Input records:
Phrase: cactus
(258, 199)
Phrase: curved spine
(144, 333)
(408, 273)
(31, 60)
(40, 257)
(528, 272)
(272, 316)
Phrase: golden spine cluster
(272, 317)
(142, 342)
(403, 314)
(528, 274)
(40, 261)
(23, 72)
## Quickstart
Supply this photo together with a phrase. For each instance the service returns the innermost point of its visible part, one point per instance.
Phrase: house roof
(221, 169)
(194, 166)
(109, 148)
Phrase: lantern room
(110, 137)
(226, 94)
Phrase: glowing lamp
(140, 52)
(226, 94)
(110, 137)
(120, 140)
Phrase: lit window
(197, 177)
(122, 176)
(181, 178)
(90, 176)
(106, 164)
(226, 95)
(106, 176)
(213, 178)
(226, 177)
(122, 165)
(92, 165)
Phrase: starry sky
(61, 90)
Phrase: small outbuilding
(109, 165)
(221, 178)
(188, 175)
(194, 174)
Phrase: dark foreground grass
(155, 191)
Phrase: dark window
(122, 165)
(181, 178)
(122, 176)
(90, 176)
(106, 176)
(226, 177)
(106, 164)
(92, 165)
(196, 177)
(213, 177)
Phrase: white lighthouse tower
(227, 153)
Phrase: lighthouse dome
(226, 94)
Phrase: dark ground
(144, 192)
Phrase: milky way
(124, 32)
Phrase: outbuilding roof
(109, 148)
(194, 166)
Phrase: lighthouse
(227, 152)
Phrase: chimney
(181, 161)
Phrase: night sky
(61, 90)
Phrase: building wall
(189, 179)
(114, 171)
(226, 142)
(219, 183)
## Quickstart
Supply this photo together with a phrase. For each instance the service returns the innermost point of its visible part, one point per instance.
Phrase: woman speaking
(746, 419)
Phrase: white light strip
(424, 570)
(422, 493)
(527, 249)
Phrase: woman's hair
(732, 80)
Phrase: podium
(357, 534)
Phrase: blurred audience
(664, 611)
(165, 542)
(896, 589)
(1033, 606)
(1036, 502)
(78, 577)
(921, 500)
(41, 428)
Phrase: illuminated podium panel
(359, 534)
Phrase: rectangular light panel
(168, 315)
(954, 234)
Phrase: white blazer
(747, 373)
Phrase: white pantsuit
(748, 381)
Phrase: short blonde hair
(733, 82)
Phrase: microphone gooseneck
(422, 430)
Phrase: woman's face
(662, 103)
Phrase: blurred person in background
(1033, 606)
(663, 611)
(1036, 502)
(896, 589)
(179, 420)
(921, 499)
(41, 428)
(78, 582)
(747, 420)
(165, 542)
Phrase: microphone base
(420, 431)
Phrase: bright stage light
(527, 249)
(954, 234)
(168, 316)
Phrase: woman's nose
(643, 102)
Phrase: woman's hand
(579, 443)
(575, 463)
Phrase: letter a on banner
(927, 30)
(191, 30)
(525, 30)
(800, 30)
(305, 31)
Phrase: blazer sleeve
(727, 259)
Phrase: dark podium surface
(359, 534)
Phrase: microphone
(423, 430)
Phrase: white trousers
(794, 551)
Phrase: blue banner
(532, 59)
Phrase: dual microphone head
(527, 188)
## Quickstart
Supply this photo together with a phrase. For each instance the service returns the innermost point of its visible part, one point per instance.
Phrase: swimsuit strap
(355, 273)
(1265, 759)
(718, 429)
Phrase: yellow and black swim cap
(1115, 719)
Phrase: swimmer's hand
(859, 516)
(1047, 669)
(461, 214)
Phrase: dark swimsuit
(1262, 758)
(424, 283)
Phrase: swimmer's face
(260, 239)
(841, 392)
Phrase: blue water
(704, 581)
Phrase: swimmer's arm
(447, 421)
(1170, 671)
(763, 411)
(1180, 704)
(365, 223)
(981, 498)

Work to complete:
Give the records above again in full, keeping every character unchanged.

Solution:
Phrase: cactus
(258, 199)
Phrase: curved spine
(144, 333)
(408, 273)
(31, 60)
(40, 257)
(528, 272)
(272, 316)
Phrase: golden spine cluster
(272, 317)
(142, 342)
(403, 314)
(528, 274)
(40, 261)
(23, 72)
## Quickstart
Supply this photo together with a phrase. For each instance the service returns the innermost point of its visible part, one point per instance.
Phrase: house roof
(221, 169)
(194, 166)
(109, 148)
Phrase: lantern room
(110, 137)
(226, 94)
Phrase: glowing lamp
(140, 52)
(226, 94)
(110, 137)
(120, 140)
Phrase: lit window
(197, 177)
(122, 176)
(181, 178)
(90, 176)
(106, 164)
(226, 95)
(106, 176)
(213, 178)
(226, 177)
(122, 165)
(92, 165)
Phrase: starry sky
(61, 90)
Phrase: small outbuilding
(109, 165)
(221, 178)
(188, 175)
(194, 174)
Phrase: dark foreground grass
(155, 191)
Phrase: dark window
(122, 165)
(181, 178)
(122, 176)
(90, 176)
(106, 176)
(226, 177)
(106, 164)
(92, 165)
(196, 177)
(213, 177)
Phrase: white lighthouse tower
(227, 153)
Phrase: lighthouse dome
(226, 94)
Phrase: dark ground
(144, 192)
Phrase: milky way
(124, 32)
Phrase: outbuilding roof
(109, 148)
(194, 166)
Phrase: lighthouse
(227, 152)
Phrase: chimney
(181, 161)
Phrase: night sky
(61, 90)
Phrase: building wall
(189, 179)
(114, 171)
(226, 142)
(219, 183)
## Quickstart
Supply this photo together with a phrase. For each instance the service returns the innermost point of its visible part, one point per instance.
Phrase: woman speaking
(746, 419)
Phrase: white light strip
(424, 570)
(422, 493)
(527, 249)
Phrase: woman's hair
(732, 80)
Phrase: podium
(357, 534)
Phrase: blurred audience
(664, 611)
(165, 542)
(896, 589)
(1033, 606)
(1036, 502)
(78, 577)
(921, 500)
(41, 428)
Phrase: illuminated podium panel
(359, 534)
Phrase: rectangular light panel
(168, 315)
(954, 234)
Phrase: white blazer
(747, 373)
Phrase: white pantsuit
(748, 381)
Phrase: short blonde hair
(733, 82)
Phrase: microphone gooseneck
(422, 430)
Phrase: woman's face
(662, 103)
Phrase: blurred person in background
(1033, 606)
(663, 611)
(1036, 502)
(896, 589)
(179, 420)
(921, 499)
(41, 428)
(78, 582)
(747, 420)
(165, 542)
Phrase: microphone base
(420, 431)
Phrase: bright stage light
(527, 249)
(954, 234)
(168, 316)
Phrase: woman's nose
(643, 102)
Phrase: woman's hand
(579, 443)
(575, 463)
Phrase: letter a on banner
(927, 30)
(191, 30)
(525, 30)
(800, 30)
(305, 31)
Phrase: blazer sleeve
(727, 259)
Phrase: dark podium surface
(359, 534)
Phrase: microphone
(423, 430)
Phrase: white trousers
(794, 551)
Phrase: blue banner
(532, 59)
Phrase: dual microphone head
(527, 188)
## Quickstart
Supply this photo together with a phrase. For each instance the service returns the innermost point of its visible part, one point per instance.
Phrase: swimsuit strap
(355, 273)
(1265, 759)
(718, 429)
Phrase: yellow and black swim cap
(1115, 719)
Phrase: swimmer's hand
(859, 516)
(1047, 669)
(461, 214)
Phrase: dark swimsuit
(1262, 758)
(424, 283)
Phrase: swimmer's face
(260, 239)
(841, 392)
Phrase: blue water
(704, 581)
Phrase: swimmer's arm
(447, 421)
(1170, 671)
(763, 411)
(1180, 704)
(365, 223)
(981, 498)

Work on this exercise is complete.